*** PAGE TEXT ***

- Type: Canonical text Quasicanonical text Paracanonical text
- Parent: Khuddaka Nikāya
- Attribution: Mahākaccāna; Bhāṇaka
- Aṭṭhakathā: Nettipakaraṇa-aṭṭhakathā
- Commentator: Dhammapāla
- Ṭīkā: Nettipakaraṇaṭīkā; Nettivibhāvinī
- Abbreviation: Ne; Nett; Netti

= Nettipakaraṇa =

The Nettipakaraṇa (Pali, also called Nettippakarana, abbreviated Netti) is a Buddhist scripture, sometimes included in the Khuddaka Nikaya of Theravada Buddhism's Pali Canon. The main theme of this text is Buddhist Hermeneutics through a systematization of the Buddha's teachings. It is regarded as canonical by the Burmese Theravada tradition, but isn't included in other Theravada canons.

==Origins and Dating==
The nature of the Nettipakarana was a matter of some disagreement among scholars. Initially, Western scholars classified it as a commentary, rather than as a canonical text. Further study and comparison with a closely related text, the Petakopadesa eventually revealed that it was a guide to interpretation and the composition of definitive commentaries.

Its translator, supported by Professor George Bond of Northwestern University, described it is a guide to help those who already understand the teaching present it to others. However, A. K. Warder disagreed, maintaining that it covers all aspects of interpretation, not just this. Consensus among contemporary scholars is that it was primarily intended as a guide to interpreting and providing explanation of canonical texts, similar to the Petakopadesa, whose content it resembles.

Verses in the Nettipakarana composed in a poetic meter unknown in Sri Lanka suggest a northern Indian origin for the text that predates the Christian era. It is one of the few post-canonical texts composed in Pāli that predates the work of Buddhaghosa, who quotes from it and uses its methods and technical terms in his own commentaries. The structure of the text- where the later verses are constructed as commentaries on a summary verse- became popular in the first centuries CE, while the āryā meter used for its verses was already being used for such verses around 150 BCE.

The Nettipakarana is ascribed to the Buddha's disciple Kaccana by the text's colophon, introductory verses, and the commentary attributed to Dhammapala. The text's colophon says he composed the book, that it was approved by the Buddha and that it was recited at the First Council. Scholars do not take this literally, but the translator admits the methods may go back to him. The translator holds that the book is a revised edition of the Petakopadesa, though this has been questioned by Professor von Hinüber. K.R. Norman concludes that the Nettipakarana is not a continuation of the Petakopadesa, but a rewritten version that eliminates unimportant content and provides improved and clarified versions of material shared by both sources. Dhammapala composed a commentary on the Nettipakarana, the Nettipakarana-atthakatha, but not the Petakopadesa, a fact that K.R. Norman attributes to the Nettipakarana superseding the older text.

*** PROVIDED INFORMATION ***

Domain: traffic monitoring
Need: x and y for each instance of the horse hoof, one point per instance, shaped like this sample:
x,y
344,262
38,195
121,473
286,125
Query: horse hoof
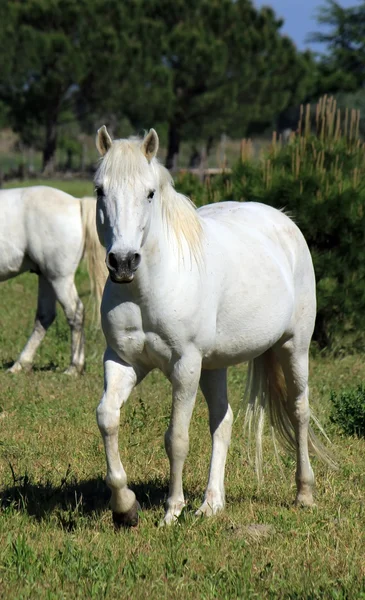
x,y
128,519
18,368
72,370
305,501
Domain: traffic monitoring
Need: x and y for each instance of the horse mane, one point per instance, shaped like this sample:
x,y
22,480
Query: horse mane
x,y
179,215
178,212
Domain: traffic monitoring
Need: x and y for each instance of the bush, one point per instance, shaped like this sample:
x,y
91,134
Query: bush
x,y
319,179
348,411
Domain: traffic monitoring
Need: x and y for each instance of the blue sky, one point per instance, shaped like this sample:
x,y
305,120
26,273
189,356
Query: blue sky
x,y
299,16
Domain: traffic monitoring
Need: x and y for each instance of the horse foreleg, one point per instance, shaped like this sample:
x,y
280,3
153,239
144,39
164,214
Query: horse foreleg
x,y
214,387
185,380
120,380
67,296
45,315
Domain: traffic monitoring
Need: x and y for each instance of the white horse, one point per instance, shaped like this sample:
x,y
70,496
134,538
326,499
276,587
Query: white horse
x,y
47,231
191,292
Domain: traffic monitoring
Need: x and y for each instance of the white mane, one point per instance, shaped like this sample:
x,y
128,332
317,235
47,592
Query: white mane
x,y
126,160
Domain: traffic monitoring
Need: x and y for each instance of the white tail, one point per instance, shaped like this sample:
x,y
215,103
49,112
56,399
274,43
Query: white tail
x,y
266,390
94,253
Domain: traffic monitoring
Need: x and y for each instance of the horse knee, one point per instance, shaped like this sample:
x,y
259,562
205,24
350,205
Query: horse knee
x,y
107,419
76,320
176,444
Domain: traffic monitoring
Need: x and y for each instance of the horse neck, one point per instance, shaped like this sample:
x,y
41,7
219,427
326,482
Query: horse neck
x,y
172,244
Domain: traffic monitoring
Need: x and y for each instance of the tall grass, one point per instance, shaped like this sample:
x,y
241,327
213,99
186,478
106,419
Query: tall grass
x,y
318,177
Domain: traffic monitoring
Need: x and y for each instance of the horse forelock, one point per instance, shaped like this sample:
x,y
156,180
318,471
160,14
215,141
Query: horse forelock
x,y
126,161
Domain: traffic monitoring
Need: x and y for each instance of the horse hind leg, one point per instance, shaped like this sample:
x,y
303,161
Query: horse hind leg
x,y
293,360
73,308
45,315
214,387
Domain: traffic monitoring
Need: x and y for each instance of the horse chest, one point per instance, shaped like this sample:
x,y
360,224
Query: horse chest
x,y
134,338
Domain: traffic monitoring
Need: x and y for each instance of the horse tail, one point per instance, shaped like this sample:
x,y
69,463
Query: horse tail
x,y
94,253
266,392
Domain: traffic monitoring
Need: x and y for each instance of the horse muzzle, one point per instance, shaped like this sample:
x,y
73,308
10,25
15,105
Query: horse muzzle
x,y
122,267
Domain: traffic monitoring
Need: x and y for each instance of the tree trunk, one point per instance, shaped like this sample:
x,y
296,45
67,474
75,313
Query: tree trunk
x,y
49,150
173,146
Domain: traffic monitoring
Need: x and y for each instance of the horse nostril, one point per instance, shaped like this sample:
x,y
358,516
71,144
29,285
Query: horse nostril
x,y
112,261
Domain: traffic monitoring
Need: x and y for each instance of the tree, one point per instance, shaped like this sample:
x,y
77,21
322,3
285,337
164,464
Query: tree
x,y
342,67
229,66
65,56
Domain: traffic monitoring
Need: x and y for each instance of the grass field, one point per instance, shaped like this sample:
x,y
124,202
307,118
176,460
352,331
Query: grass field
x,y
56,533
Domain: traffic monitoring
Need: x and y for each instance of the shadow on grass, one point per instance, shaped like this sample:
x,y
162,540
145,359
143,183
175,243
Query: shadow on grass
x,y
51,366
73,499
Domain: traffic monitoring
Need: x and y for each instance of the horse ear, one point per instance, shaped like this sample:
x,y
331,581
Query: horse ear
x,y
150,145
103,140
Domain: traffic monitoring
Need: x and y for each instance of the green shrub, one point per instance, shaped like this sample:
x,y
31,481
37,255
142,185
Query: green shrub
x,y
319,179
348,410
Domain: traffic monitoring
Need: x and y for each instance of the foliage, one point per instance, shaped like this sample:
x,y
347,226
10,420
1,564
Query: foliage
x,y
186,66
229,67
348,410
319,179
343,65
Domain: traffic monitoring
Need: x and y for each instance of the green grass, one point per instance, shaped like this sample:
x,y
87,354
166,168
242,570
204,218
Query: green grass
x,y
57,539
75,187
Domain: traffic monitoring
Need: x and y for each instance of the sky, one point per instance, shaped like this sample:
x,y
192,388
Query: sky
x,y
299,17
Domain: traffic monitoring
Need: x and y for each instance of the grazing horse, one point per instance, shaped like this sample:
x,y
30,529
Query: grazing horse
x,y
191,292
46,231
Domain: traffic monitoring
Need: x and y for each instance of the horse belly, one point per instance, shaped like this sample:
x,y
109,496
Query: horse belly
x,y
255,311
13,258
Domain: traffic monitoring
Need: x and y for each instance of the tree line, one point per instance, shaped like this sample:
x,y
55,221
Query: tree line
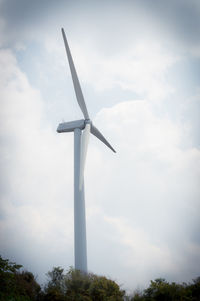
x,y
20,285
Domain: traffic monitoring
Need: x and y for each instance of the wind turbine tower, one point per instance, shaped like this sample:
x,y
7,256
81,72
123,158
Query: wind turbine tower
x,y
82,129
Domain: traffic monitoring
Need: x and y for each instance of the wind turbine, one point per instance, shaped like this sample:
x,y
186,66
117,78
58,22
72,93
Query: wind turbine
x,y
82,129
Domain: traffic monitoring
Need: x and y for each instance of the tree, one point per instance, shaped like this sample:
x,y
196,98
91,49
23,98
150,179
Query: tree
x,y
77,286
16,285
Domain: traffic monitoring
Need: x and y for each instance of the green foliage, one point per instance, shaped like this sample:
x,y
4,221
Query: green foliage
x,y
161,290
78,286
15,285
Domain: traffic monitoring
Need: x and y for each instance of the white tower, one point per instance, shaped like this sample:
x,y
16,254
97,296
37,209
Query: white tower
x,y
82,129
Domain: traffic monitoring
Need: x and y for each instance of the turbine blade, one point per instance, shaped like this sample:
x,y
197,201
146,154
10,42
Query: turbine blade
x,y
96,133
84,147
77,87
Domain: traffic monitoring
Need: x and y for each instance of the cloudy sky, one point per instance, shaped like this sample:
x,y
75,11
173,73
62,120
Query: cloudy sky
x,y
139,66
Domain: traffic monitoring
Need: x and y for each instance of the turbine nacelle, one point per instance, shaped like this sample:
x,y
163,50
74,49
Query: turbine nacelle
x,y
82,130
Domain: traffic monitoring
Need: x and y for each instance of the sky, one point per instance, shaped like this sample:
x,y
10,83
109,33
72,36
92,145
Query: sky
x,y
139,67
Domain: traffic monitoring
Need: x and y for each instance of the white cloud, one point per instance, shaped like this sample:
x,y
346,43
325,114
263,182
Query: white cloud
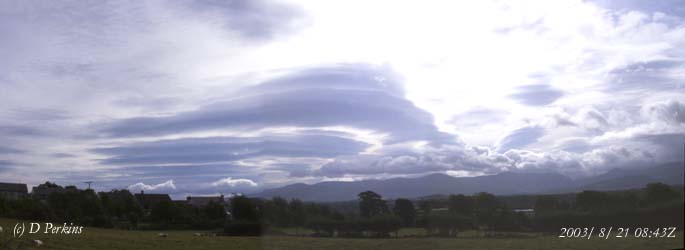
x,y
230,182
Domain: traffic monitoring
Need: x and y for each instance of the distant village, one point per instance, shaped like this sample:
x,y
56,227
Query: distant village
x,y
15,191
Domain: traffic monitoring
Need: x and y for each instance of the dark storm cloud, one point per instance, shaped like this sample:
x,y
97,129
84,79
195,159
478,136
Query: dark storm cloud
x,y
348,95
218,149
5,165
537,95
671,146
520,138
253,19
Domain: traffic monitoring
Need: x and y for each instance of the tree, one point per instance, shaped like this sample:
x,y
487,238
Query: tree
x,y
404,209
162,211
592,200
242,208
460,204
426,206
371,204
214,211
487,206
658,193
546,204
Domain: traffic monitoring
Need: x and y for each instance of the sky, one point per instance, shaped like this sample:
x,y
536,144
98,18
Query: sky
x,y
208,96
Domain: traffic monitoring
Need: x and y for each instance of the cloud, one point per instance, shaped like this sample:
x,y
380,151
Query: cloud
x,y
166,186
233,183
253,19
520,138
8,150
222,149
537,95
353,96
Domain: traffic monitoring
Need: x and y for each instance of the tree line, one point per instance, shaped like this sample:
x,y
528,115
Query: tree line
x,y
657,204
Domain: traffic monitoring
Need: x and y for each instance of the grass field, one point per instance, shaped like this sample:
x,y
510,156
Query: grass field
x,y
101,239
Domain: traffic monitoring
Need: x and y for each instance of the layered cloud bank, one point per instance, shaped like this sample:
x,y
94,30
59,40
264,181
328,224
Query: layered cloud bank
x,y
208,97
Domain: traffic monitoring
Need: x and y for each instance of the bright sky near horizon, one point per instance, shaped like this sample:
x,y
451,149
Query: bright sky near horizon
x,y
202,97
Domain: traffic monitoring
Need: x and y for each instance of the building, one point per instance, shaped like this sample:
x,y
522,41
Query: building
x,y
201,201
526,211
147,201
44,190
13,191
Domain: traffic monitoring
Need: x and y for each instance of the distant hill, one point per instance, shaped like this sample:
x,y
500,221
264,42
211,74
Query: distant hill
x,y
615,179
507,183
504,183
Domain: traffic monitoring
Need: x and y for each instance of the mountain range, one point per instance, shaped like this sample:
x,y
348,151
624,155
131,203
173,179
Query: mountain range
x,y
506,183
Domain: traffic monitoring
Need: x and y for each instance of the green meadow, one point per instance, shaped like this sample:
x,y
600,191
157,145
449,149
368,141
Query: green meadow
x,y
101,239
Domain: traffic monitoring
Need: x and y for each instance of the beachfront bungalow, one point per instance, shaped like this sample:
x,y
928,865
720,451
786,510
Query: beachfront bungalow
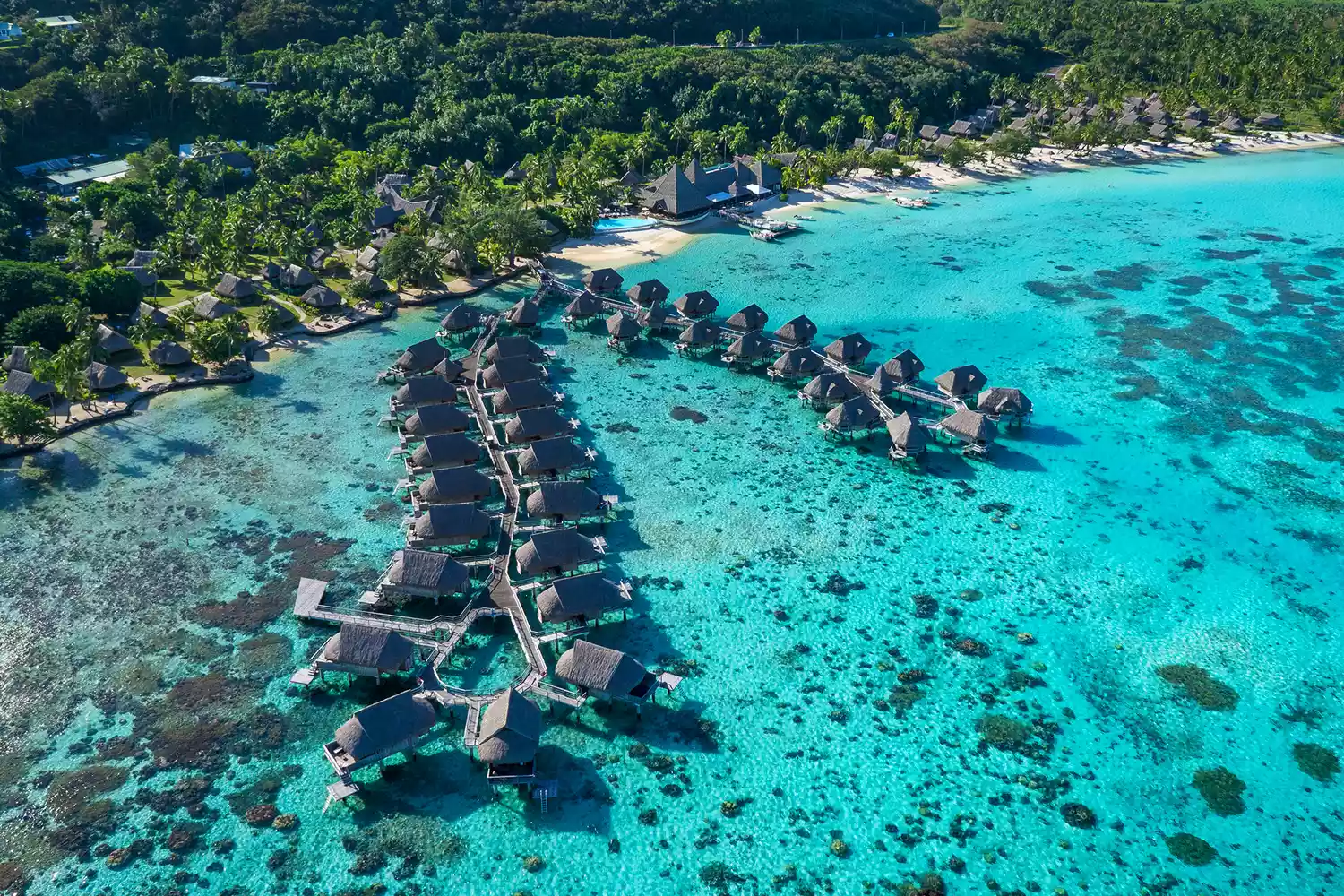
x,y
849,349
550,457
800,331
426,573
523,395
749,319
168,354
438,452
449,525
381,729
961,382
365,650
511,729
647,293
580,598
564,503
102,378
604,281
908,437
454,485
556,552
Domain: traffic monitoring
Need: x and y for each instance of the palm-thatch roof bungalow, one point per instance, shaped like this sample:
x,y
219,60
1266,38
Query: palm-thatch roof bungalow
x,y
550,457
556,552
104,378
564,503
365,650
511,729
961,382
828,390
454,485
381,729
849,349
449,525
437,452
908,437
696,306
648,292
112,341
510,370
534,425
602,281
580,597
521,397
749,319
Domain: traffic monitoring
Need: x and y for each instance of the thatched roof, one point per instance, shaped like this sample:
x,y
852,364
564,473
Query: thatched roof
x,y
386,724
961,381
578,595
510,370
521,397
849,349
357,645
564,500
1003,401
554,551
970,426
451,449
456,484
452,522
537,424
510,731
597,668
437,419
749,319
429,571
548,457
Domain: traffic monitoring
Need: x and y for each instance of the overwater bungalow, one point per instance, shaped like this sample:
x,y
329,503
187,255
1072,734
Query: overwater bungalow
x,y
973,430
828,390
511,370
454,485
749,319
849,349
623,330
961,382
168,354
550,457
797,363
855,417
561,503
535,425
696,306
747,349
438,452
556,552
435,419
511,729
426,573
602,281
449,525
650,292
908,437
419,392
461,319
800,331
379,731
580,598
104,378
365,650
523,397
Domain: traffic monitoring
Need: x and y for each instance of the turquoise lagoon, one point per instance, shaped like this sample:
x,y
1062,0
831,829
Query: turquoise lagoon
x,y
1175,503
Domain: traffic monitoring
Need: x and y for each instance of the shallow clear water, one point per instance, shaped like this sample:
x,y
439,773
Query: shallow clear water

***

PROBLEMS TO WORK ON
a: According to the text on the Nettipakaraṇa, which tradition regards it as canonical?
b: Write the next passage of the text on the Nettipakaraṇa, picking up after its final sentence.
The listing comes from a separate source.

RESPONSES BY TASK
a: The Burmese Theravada tradition.

b:
Both the use of āryā meter and summary verses suggest a North Indian origin for the text, possibly Ujjain, where Buddhist tradition connects the name Mahākaccāna to Avanti, the region suggested as the origin of the Pāli texts brought to Sri Lanka. The text contains quotations from sources outside the Theravada canon, some of which have been traced to texts from the Mulasarvastivada canon. Other quotations are as yet unidentified, but suggest that the Nettipakarana is unusual for being a text drawn from beyond the Theravada tradition that influenced the composition of the definitive commentaries composed by Buddhaghosa.

The Nettipakarana was regarded as canonical by the head of the Burmese sangha around two centuries ago, and included in the Khuddaka Nikaya. It is included in the Burmese Phayre manuscript of the Canon, dated 1841/2, the inscriptions of the Canon approved by the Burmese Fifth Council, the 1956 printed edition of the Sixth Council, the new transcript of the Council text being produced under the patronage of the Supreme Patriarch of Thailand and the Sinhalese Buddha Jayanti edition of the Canon. A recent Burmese teacher has not regarded it as canonical.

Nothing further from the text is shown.